The task: Please state the number of lines in the records below that contain the string "booth", and nothing further.

Input data:
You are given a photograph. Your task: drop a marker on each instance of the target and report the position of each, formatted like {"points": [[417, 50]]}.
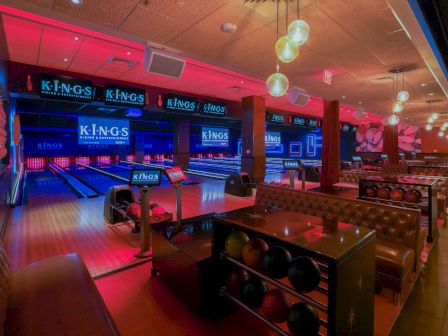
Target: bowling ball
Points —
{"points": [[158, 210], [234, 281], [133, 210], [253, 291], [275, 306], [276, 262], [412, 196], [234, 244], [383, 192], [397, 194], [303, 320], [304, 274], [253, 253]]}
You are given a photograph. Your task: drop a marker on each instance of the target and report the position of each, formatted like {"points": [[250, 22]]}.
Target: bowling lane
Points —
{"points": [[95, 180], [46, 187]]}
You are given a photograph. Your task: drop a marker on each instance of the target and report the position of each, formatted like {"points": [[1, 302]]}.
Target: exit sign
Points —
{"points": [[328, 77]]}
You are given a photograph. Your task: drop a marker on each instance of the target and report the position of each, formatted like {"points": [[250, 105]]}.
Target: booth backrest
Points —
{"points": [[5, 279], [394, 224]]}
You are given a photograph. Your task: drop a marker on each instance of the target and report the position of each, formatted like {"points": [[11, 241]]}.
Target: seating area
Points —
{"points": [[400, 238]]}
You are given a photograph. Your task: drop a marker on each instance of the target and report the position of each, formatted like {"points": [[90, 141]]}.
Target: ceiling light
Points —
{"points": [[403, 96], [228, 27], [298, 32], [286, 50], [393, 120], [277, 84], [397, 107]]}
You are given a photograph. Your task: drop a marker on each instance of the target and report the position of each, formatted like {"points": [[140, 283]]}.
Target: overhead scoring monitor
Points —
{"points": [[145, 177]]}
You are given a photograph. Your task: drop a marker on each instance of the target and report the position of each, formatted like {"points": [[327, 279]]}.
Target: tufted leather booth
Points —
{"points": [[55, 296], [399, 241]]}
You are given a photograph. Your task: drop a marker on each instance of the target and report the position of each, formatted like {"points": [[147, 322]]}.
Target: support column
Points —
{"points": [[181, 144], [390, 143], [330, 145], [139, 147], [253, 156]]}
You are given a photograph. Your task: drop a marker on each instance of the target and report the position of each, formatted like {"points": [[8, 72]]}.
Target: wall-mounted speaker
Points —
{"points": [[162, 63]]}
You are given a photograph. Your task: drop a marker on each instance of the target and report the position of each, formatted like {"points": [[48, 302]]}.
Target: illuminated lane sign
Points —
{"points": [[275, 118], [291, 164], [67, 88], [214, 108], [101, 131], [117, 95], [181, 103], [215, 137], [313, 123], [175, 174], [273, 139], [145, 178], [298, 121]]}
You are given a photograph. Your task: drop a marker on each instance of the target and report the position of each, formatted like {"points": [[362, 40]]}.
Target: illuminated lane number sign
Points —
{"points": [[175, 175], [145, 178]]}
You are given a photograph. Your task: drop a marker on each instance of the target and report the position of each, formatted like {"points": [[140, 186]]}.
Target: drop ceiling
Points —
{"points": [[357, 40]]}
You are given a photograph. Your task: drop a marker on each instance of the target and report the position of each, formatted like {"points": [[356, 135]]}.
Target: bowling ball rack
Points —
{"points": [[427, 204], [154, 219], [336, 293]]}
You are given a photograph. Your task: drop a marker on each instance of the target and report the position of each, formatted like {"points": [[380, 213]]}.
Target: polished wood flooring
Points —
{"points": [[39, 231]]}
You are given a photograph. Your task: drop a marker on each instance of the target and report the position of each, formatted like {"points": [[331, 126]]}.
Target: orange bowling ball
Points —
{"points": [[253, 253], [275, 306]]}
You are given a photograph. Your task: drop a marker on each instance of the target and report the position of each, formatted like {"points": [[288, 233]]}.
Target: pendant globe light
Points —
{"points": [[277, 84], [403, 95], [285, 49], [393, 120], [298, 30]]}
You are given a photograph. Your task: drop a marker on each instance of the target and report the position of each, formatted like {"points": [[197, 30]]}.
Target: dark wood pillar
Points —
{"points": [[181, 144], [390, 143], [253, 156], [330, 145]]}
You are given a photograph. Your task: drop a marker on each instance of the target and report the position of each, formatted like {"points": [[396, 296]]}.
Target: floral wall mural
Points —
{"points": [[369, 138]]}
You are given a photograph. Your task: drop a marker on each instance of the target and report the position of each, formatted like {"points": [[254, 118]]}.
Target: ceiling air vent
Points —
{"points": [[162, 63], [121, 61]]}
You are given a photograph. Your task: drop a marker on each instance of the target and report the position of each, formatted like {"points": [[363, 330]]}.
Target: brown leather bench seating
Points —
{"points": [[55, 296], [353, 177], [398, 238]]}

Final answer: 2